▸ **Data excerpts**

== == ==

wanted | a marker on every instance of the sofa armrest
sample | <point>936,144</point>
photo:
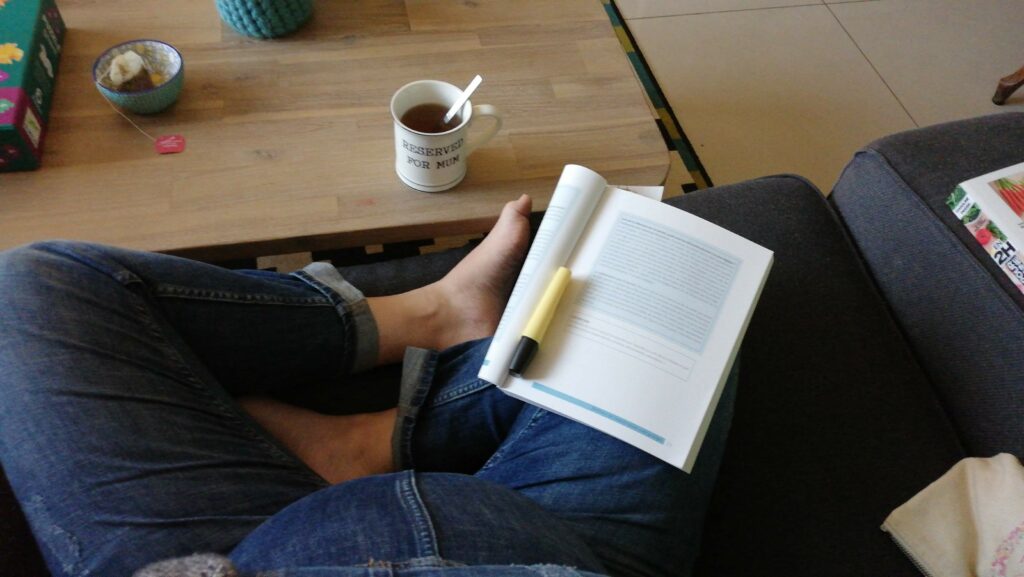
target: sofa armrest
<point>835,422</point>
<point>961,315</point>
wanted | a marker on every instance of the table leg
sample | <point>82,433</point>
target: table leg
<point>1008,85</point>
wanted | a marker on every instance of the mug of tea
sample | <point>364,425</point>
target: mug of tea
<point>430,155</point>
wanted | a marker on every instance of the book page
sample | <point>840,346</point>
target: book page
<point>648,327</point>
<point>576,196</point>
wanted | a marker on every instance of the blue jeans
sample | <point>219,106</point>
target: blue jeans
<point>120,435</point>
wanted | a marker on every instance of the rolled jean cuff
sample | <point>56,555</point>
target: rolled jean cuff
<point>417,376</point>
<point>352,307</point>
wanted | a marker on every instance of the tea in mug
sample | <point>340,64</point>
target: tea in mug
<point>428,118</point>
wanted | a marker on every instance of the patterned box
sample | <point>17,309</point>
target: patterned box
<point>31,36</point>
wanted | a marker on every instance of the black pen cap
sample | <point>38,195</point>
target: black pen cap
<point>523,355</point>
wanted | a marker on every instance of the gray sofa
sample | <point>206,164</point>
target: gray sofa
<point>886,346</point>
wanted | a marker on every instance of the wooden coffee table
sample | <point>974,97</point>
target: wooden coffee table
<point>290,141</point>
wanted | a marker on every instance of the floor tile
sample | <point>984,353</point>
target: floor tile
<point>942,58</point>
<point>767,91</point>
<point>653,8</point>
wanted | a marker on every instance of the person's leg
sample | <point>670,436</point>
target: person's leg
<point>118,427</point>
<point>466,304</point>
<point>638,514</point>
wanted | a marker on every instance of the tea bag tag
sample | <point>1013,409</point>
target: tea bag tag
<point>166,145</point>
<point>169,143</point>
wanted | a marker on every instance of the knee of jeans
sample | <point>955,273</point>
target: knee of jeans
<point>28,268</point>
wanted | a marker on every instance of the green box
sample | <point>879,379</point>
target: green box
<point>31,35</point>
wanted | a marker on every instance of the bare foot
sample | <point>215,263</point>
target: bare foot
<point>478,287</point>
<point>467,303</point>
<point>337,448</point>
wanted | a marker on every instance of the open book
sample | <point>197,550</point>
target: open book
<point>991,207</point>
<point>648,328</point>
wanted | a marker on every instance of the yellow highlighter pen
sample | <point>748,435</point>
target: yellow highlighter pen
<point>539,321</point>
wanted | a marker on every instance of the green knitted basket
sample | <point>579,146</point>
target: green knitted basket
<point>265,18</point>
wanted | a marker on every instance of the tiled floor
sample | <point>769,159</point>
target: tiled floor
<point>768,86</point>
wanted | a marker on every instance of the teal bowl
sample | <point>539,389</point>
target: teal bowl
<point>163,60</point>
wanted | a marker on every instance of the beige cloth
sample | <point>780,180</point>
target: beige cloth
<point>970,522</point>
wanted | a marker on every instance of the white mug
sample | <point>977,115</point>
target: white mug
<point>434,162</point>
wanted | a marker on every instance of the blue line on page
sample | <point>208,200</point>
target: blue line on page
<point>599,411</point>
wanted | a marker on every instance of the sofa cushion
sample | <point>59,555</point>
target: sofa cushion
<point>835,423</point>
<point>963,318</point>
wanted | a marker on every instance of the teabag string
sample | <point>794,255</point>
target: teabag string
<point>165,145</point>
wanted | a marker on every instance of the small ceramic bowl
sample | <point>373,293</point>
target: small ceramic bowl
<point>165,66</point>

== == ==

▸ **Activity**
Starting at the line that contains "target: teabag string", retype each remaining line of the records exactly; that line and the last line are both included.

▸ **Finished task**
target: teabag string
<point>165,145</point>
wanted | a marker on every instance of the small ceramic bowl
sample | <point>373,293</point>
target: small ceramic bowl
<point>165,66</point>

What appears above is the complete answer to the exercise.